Output, word for word, every line from the line with "For the image above, mark every man" through the final line of the data below.

DATA PROVIDED Block Start

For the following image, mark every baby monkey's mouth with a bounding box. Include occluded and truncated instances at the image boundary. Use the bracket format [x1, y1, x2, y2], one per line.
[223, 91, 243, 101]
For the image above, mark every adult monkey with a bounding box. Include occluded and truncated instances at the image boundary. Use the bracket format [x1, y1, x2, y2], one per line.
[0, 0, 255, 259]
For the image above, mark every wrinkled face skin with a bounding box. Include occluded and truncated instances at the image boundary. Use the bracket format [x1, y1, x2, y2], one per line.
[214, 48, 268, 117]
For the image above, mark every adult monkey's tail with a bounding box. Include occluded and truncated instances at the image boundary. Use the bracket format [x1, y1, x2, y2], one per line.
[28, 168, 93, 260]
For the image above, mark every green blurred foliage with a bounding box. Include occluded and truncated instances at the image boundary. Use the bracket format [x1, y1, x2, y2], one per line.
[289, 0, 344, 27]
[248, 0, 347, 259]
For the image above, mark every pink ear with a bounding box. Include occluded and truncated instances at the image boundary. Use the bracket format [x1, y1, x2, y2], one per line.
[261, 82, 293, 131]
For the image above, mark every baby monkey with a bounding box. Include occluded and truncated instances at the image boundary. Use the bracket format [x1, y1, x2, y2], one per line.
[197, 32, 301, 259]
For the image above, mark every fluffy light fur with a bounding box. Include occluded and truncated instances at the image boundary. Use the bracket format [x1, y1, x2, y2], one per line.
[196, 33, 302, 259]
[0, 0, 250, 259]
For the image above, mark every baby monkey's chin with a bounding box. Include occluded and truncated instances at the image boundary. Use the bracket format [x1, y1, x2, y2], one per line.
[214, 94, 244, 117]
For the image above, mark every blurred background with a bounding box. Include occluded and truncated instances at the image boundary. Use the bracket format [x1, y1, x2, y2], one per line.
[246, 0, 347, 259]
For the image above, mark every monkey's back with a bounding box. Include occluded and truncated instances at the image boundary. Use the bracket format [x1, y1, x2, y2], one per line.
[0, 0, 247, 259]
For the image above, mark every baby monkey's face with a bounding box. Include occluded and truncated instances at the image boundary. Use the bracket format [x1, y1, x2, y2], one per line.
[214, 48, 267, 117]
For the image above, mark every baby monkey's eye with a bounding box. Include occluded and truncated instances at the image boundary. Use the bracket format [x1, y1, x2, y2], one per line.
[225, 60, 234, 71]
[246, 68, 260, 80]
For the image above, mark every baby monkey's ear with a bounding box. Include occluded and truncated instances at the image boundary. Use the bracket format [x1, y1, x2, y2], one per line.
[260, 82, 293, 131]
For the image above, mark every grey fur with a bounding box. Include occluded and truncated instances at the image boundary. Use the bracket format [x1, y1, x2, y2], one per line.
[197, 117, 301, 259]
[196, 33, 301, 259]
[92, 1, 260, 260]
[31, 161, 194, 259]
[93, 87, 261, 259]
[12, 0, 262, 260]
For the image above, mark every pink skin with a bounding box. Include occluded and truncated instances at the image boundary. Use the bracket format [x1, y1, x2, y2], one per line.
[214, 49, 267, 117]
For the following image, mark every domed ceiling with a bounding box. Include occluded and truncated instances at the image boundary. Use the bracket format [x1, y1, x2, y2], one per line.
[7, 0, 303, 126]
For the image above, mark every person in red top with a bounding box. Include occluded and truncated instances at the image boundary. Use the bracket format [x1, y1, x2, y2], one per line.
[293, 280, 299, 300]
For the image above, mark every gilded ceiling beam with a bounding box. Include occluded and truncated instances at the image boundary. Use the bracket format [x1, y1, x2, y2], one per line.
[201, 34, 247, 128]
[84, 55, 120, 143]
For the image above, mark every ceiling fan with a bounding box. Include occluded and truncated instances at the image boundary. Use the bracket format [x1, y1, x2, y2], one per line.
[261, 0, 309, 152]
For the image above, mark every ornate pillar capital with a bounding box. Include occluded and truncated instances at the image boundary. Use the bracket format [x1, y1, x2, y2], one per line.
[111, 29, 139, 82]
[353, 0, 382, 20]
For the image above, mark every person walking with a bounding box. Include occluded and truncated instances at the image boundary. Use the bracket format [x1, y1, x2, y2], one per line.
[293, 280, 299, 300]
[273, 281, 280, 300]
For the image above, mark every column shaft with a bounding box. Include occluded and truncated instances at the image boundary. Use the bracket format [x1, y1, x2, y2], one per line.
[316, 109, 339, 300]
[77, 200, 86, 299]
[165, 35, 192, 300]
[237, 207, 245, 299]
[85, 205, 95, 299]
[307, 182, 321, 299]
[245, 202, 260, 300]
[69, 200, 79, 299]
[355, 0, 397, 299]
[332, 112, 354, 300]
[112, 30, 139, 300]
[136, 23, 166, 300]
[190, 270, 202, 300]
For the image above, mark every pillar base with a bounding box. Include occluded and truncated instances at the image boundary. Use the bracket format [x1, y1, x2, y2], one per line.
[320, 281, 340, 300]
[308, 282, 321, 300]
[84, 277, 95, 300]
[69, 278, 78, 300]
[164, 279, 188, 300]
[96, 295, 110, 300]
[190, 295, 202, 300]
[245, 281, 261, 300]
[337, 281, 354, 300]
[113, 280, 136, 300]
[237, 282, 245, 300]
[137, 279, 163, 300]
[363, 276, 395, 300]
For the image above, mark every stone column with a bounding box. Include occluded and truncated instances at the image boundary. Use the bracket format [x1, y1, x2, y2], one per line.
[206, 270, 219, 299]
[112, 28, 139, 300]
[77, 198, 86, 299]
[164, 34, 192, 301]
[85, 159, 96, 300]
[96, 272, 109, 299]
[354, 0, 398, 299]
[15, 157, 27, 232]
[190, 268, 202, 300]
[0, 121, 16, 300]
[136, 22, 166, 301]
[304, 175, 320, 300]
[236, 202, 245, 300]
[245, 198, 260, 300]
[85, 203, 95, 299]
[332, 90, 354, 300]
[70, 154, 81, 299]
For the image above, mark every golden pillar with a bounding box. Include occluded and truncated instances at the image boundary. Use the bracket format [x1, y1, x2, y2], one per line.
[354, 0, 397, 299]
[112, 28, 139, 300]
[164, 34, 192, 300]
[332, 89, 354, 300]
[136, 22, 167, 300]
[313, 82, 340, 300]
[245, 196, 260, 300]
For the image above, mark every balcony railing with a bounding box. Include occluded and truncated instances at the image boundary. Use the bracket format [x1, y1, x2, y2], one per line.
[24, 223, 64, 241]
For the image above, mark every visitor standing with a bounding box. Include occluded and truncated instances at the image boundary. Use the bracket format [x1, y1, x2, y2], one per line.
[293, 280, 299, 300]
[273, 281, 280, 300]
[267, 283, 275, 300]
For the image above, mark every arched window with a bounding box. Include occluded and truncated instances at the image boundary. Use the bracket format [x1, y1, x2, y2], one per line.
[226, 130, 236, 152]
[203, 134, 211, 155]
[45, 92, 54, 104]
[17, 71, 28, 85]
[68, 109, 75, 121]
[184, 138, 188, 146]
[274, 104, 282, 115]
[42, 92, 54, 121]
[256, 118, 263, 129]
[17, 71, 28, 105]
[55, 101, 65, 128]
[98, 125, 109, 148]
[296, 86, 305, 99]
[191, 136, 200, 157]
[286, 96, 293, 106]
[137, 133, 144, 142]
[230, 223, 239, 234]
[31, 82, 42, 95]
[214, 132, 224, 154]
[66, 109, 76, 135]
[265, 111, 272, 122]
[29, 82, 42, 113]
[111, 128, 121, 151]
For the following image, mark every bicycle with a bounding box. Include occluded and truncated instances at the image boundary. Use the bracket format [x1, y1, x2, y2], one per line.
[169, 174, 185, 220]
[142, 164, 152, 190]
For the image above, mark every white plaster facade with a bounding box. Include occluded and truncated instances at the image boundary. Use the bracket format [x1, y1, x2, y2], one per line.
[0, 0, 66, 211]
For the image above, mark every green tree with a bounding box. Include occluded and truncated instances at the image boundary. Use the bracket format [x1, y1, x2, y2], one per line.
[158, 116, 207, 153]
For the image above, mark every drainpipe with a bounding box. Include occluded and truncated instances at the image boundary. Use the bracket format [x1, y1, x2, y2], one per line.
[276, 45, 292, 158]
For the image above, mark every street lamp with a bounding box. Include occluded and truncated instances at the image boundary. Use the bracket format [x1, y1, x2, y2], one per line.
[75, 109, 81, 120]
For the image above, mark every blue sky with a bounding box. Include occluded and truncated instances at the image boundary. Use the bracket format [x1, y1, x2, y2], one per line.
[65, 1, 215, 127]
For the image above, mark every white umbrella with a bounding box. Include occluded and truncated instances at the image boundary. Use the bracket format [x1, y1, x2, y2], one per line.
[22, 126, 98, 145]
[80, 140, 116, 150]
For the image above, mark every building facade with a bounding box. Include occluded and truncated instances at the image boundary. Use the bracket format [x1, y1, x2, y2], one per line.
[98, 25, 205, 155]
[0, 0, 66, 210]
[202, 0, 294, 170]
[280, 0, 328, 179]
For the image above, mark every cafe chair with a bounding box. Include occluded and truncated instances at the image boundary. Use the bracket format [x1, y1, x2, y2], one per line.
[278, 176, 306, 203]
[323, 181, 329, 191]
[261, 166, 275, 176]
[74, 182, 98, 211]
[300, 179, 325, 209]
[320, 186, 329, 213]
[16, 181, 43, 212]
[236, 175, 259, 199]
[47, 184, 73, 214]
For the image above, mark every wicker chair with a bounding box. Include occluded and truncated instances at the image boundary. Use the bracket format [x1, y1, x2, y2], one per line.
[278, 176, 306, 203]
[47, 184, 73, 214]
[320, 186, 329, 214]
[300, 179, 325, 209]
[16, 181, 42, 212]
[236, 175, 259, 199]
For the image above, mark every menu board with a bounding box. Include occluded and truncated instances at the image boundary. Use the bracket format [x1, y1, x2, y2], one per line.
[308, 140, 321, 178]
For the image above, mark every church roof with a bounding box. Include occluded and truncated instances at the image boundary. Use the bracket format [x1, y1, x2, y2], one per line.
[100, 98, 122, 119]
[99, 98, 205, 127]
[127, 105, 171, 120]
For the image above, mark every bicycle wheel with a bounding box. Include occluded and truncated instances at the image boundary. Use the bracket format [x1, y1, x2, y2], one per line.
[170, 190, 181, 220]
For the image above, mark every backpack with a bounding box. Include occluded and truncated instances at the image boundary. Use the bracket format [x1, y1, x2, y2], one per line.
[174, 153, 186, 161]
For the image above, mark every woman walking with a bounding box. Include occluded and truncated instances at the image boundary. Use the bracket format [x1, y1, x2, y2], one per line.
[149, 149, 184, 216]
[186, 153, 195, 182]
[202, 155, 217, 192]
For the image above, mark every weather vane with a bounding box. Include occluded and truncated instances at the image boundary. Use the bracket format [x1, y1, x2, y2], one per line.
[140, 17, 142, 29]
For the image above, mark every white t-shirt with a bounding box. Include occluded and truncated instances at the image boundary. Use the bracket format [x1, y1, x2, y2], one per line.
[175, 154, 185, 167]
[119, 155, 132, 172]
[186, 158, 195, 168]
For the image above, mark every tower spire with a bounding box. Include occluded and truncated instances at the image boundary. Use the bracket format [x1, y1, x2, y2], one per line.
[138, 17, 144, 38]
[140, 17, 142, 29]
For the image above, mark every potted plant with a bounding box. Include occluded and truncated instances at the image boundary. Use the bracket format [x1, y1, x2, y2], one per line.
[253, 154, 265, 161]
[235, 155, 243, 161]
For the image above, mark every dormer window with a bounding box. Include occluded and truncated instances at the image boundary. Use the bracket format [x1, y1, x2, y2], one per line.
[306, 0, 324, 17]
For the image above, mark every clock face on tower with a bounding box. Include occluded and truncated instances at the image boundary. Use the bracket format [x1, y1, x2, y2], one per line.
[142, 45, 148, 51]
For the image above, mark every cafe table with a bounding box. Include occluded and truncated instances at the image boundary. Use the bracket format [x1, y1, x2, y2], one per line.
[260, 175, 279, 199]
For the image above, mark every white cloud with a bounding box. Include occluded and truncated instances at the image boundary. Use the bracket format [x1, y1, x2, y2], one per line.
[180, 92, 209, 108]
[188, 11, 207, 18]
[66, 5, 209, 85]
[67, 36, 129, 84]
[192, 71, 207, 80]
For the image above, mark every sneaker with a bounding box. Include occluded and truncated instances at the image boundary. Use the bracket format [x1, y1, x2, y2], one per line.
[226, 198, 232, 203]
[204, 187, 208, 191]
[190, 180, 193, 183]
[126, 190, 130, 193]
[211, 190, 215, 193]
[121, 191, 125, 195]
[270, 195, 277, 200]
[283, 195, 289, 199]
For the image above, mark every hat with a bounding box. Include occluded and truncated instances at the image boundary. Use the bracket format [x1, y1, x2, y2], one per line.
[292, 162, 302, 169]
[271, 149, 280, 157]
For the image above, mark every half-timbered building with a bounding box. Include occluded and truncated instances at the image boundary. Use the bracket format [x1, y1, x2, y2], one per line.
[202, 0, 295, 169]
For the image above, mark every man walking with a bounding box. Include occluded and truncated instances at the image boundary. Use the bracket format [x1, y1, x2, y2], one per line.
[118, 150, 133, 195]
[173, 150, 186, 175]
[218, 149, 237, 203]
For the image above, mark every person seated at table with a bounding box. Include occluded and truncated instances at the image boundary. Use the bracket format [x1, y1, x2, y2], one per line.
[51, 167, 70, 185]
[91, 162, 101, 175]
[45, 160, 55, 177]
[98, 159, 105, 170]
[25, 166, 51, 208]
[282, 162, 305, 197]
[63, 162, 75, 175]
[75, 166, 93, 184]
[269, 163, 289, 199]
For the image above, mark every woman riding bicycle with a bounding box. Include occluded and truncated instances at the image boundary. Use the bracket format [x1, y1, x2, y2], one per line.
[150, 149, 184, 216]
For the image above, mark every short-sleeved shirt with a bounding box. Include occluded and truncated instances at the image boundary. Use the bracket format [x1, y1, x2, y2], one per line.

DATA PROVIDED Block End

▶ **FINISHED EXERCISE**
For the image above, mark every man walking with a bounding box. Include occluded and truncated instances at the image boundary. Use the bracket format [x1, y1, x2, y2], one per line.
[118, 150, 133, 195]
[173, 150, 186, 175]
[218, 149, 237, 203]
For the image above, mark every person seated at table with a bounding box. Include occluded and truncated instances at the image boundary. Use the bracket format [x1, y1, x2, y2], one per line.
[51, 167, 70, 185]
[91, 162, 101, 175]
[45, 160, 55, 177]
[98, 159, 105, 170]
[25, 166, 51, 208]
[282, 162, 305, 197]
[63, 162, 75, 175]
[75, 166, 93, 184]
[269, 163, 289, 199]
For the image above, mark every woman riding bicycle with a bounding box. Include occluded and truncated instances at the image boundary. Use the bracket format [x1, y1, x2, y2], one per line.
[150, 149, 184, 216]
For the image above, mark every short-sleeved shirt with a bounding box. Include occluded and truncated instances at the image boundary. Use the bracket format [x1, y1, x2, y2], one per line.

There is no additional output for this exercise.